▶ [Stated task] In the material below, copy out word for word the lines starting with the one containing "of the blurred" and going on through the one containing "column 608, row 235", including both of those lines.

▶ [Data for processing]
— Begin —
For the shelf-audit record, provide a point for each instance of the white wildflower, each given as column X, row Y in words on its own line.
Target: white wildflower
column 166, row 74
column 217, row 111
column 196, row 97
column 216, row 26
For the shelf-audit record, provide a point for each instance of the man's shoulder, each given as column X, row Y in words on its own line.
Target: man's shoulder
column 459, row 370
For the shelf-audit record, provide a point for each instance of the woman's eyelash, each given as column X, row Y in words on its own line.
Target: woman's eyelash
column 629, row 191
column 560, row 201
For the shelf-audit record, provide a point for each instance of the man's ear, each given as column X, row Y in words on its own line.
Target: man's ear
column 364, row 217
— End —
— Begin —
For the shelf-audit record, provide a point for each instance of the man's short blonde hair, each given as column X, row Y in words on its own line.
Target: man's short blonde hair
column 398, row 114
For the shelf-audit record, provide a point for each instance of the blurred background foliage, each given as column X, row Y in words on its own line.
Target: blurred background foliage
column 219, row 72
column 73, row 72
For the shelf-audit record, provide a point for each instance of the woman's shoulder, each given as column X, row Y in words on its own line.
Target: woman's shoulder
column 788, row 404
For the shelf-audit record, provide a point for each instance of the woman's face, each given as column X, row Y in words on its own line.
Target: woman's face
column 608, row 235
— End —
— Begin —
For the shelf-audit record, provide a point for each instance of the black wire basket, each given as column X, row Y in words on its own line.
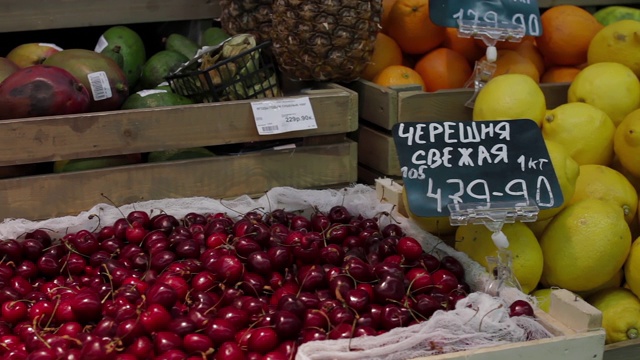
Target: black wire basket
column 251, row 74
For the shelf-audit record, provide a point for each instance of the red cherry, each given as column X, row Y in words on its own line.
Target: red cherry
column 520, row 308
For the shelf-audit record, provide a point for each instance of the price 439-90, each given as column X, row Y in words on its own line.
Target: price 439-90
— End —
▶ [Reply]
For the shelf-audit record, provide a point for each instance of the blurred background foliage, each given as column X, row Y in words on its own line.
Target: blurred background foliage
column 219, row 72
column 73, row 72
For the shelf-audit record, provide a point for each instance of the woman's shoulder, each given as column X, row Y in words on its own line.
Target: woman's shoulder
column 788, row 404
For the shelf-audit record, provide a point for each instance of the woman's face, each given as column X, row Y in words on its own line.
Target: woman's face
column 608, row 235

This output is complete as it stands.